Point labeling entries
-- Begin --
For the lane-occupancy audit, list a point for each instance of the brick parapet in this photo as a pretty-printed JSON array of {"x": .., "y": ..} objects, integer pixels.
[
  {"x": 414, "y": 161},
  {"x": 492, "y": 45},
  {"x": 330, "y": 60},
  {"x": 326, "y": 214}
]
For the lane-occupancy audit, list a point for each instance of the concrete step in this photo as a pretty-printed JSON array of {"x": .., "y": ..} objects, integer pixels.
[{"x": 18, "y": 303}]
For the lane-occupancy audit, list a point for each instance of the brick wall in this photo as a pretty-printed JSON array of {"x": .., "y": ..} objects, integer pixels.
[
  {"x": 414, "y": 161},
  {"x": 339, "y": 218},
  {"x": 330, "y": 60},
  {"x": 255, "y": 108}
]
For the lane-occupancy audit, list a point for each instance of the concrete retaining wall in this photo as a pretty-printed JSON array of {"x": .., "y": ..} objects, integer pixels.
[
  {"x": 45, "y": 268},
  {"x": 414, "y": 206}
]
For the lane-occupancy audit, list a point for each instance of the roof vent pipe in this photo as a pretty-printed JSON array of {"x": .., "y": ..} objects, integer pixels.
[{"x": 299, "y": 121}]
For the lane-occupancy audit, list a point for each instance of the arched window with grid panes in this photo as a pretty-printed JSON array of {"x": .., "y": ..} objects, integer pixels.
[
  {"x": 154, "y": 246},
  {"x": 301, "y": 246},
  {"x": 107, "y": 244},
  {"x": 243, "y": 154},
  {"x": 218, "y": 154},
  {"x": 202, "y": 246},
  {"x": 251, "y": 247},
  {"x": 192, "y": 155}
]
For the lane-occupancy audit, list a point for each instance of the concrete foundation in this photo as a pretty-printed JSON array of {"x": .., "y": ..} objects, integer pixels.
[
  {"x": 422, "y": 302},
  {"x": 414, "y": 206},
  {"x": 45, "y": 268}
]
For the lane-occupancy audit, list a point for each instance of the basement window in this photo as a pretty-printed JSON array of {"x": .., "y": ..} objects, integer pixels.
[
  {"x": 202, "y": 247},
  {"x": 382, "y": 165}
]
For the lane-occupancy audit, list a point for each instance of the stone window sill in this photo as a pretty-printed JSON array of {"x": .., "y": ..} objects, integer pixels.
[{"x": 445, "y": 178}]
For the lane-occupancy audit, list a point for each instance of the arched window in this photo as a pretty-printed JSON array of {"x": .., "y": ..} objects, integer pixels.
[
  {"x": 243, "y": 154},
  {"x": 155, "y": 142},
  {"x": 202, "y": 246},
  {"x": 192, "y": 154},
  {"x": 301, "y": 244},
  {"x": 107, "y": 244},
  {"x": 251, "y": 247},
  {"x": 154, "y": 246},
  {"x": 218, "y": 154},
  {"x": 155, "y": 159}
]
-- End --
DIRECTIVE
Copy every one of the entries above word for word.

WRITTEN SOLUTION
For the lane-occupancy audit, list a point for each instance of the brick parapet in this photo as a pretty-printed JSON array of {"x": .., "y": ..} objects, integer pixels.
[
  {"x": 414, "y": 161},
  {"x": 492, "y": 45},
  {"x": 330, "y": 60},
  {"x": 326, "y": 214}
]
For the lane-occupancy audit, list a point for each instance of the concrete step in this photo as a pretty-printed JSON array of {"x": .., "y": ..} objects, integer pixels.
[{"x": 18, "y": 303}]
For the lane-occupancy audit, list a point for each instance of the brick wall in this photo as a pretty-printed JSON array of {"x": .., "y": ..} objects, integer pixels.
[
  {"x": 414, "y": 161},
  {"x": 339, "y": 218},
  {"x": 330, "y": 60},
  {"x": 255, "y": 108}
]
For the lane-occupancy audit, list a point for each instance of the concrete retaining wall in this photo as a pretty-printed JSON array of {"x": .., "y": ..} objects, integer pixels.
[
  {"x": 45, "y": 268},
  {"x": 414, "y": 206}
]
For the lane-occupancy audit, list a point for each instance of the roof vent pipe in this photo as a pretty-printed JSON array of {"x": .., "y": ..} objects, integer pixels.
[{"x": 299, "y": 121}]
For the lane-occupancy audit, list a point for each instance of the arched window with grid panes in this photo as a pretty-printed JSON array of {"x": .., "y": ..} objects, integer pixels.
[
  {"x": 154, "y": 246},
  {"x": 301, "y": 246},
  {"x": 107, "y": 244},
  {"x": 243, "y": 154},
  {"x": 218, "y": 154},
  {"x": 202, "y": 246},
  {"x": 251, "y": 247},
  {"x": 192, "y": 155}
]
For the lane-occupancy audit, list a point for each instance of the concrete foundation in this photo as a pretty-printed JSON array of {"x": .., "y": ..} objects, integer pixels.
[
  {"x": 422, "y": 302},
  {"x": 414, "y": 206},
  {"x": 45, "y": 268}
]
For the lane-occupancy audit, list a point for each instance of the basement window in this photo as a pretty-printed JSON array of {"x": .., "y": ..} objects, integer pixels.
[
  {"x": 202, "y": 247},
  {"x": 382, "y": 165}
]
For the lane-occupancy audit, list a point for each instance of the stone window sill in this photo as a pretty-printed JSON array of {"x": .., "y": ..} objects, integer pixels.
[{"x": 445, "y": 178}]
For the lane-occupancy audit, list a point for each instance of the arched window in this photo as a pretty-printed JSON array of {"x": .., "y": ..} objects, integer pixels.
[
  {"x": 243, "y": 154},
  {"x": 155, "y": 142},
  {"x": 202, "y": 246},
  {"x": 192, "y": 154},
  {"x": 301, "y": 244},
  {"x": 107, "y": 244},
  {"x": 251, "y": 247},
  {"x": 154, "y": 246},
  {"x": 218, "y": 154},
  {"x": 155, "y": 159}
]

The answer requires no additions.